STATED TASK -> All the data should be repeated exactly. Any image in it is left out.

DATA TO USE ->

------------

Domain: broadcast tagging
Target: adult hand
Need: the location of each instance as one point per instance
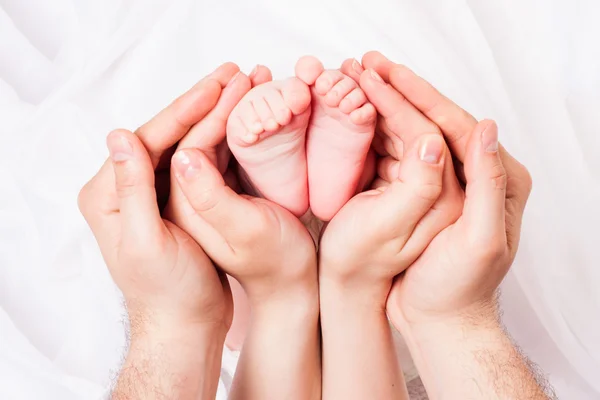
(179, 306)
(471, 257)
(445, 304)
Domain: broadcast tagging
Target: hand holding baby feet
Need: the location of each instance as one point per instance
(373, 238)
(273, 256)
(338, 138)
(266, 132)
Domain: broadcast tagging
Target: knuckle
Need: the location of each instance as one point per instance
(527, 179)
(204, 200)
(429, 191)
(83, 199)
(498, 176)
(487, 251)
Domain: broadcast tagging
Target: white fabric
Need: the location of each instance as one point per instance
(72, 70)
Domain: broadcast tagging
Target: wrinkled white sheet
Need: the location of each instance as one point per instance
(72, 70)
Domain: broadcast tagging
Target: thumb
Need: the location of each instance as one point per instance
(134, 183)
(209, 196)
(486, 183)
(417, 188)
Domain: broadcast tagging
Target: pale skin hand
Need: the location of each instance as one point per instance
(445, 304)
(179, 306)
(372, 239)
(266, 249)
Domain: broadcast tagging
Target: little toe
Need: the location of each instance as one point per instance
(296, 95)
(259, 75)
(340, 91)
(355, 99)
(283, 115)
(364, 115)
(388, 169)
(250, 118)
(352, 68)
(327, 80)
(264, 112)
(308, 69)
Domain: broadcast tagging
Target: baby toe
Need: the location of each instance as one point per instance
(308, 69)
(283, 115)
(340, 91)
(296, 95)
(327, 81)
(364, 115)
(355, 99)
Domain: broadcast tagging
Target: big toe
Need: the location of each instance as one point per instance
(308, 69)
(296, 95)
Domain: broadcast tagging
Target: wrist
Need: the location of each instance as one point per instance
(297, 292)
(353, 293)
(146, 326)
(178, 361)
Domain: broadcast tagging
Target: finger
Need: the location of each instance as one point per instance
(388, 169)
(210, 197)
(210, 131)
(378, 62)
(98, 201)
(171, 124)
(379, 183)
(455, 123)
(486, 185)
(259, 75)
(400, 116)
(368, 172)
(134, 183)
(417, 188)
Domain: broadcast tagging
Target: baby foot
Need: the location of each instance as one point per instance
(339, 136)
(266, 133)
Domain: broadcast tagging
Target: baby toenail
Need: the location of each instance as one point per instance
(357, 67)
(250, 138)
(256, 127)
(375, 76)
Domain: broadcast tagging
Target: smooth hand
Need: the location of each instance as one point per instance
(179, 306)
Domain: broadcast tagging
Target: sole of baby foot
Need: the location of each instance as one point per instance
(339, 136)
(266, 133)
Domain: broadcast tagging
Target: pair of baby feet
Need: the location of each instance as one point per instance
(304, 141)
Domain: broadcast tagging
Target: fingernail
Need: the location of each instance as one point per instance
(431, 150)
(357, 67)
(187, 167)
(254, 71)
(375, 76)
(489, 138)
(120, 149)
(231, 82)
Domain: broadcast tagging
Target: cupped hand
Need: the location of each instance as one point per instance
(165, 277)
(458, 274)
(259, 243)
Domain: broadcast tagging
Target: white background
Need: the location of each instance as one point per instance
(72, 70)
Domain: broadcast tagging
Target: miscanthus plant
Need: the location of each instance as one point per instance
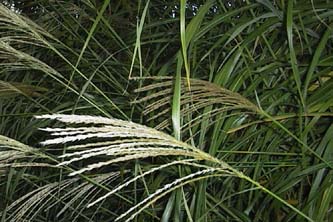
(166, 110)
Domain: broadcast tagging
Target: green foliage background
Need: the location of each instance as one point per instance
(245, 85)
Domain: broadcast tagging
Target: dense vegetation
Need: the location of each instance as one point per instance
(184, 110)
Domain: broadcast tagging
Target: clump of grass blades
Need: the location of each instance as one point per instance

------------

RESPONSE TO THIS EXERCISE ->
Domain: broadcast tagging
Target: adult hand
Need: the location of each instance as one point per instance
(179, 306)
(471, 257)
(445, 304)
Domain: broadcast tagging
Target: hand holding baby feet
Need: the location of each instance as one point per instance
(373, 238)
(273, 256)
(338, 138)
(266, 132)
Domain: broadcast tagging
Target: knuckle
Need: the location of each instance as one point per instance
(527, 179)
(204, 200)
(429, 191)
(83, 199)
(498, 176)
(487, 251)
Domain: broadcast tagging
Target: white fabric
Need: the location of each instance as one point per instance
(72, 70)
Domain: broadcast tagging
Target: wrinkled white sheet
Need: the location of each instance as one point per instance
(72, 70)
Domain: broadcast tagging
Target: thumb
Need: the location of each instance as one point per instance
(134, 183)
(209, 196)
(486, 183)
(417, 188)
Domain: broadcast tagging
Target: pale skin hand
Need: the location of each instance as one point per instance
(445, 304)
(179, 306)
(372, 239)
(266, 249)
Domain: broadcast tagging
Target: little toe
Need: the location of each instance as one point per instance
(296, 95)
(259, 75)
(340, 91)
(355, 99)
(283, 115)
(364, 115)
(388, 169)
(250, 118)
(352, 68)
(327, 80)
(264, 112)
(308, 69)
Domain: broadcast tagging
Target: baby toe
Need: the location of each instance as one point per instance
(308, 69)
(283, 115)
(340, 91)
(296, 95)
(327, 81)
(364, 115)
(355, 99)
Domain: broadcast tagging
Target: big toe
Need: the location of each instance as one point per instance
(308, 69)
(296, 95)
Domain: broadcast tagging
Target: wrist
Need: the location of each instance as one point per instance
(297, 292)
(353, 293)
(146, 326)
(178, 361)
Domain: broadcast tagging
Target: finger
Need: the location of each instance as one point per instance
(388, 169)
(210, 197)
(210, 131)
(378, 62)
(98, 201)
(171, 124)
(379, 183)
(455, 123)
(486, 185)
(259, 75)
(400, 116)
(368, 172)
(134, 183)
(417, 188)
Domain: broadcast tagging
Target: baby foot
Need: the location of each instance as one point per instance
(339, 136)
(266, 133)
Domain: broadcast tagging
Target: baby toenail
Need: the location of each instance as one point per instance
(357, 67)
(250, 138)
(256, 127)
(375, 76)
Domain: broadcast tagging
Target: smooth hand
Need: the location of each instance as one point per instance
(179, 306)
Domain: broadcast tagging
Target: sole of baby foot
Need: the location of each instance as one point per instance
(339, 136)
(266, 133)
Domain: broadcast tagging
Target: pair of baby feet
Need: the location of each instance as one point per instance
(304, 141)
Domain: broadcast tagging
Target: fingernail
Need: the location of each instance as one point per instance
(431, 150)
(357, 67)
(187, 167)
(254, 71)
(375, 76)
(489, 138)
(120, 149)
(231, 82)
Domain: broadcast tagging
Target: cupped hand
Need: the location of each instance as one point per instance
(165, 277)
(458, 274)
(259, 243)
Domain: broadcast tagging
Target: white background
Need: the location of each instance as one point per instance
(72, 70)
Domain: broadcast tagging
Target: miscanthus plant
Need: the location of each instance as one point per instance
(166, 110)
Domain: broadcast tagging
Target: green foliage background
Need: the location of each instance as one point per instance
(245, 85)
Domain: broadcast tagging
Target: dense vegetation
Need: the location of each instance as one point per instance
(184, 110)
Domain: broadcast tagging
Target: clump of grass blades
Need: the location of each instance as one point per instance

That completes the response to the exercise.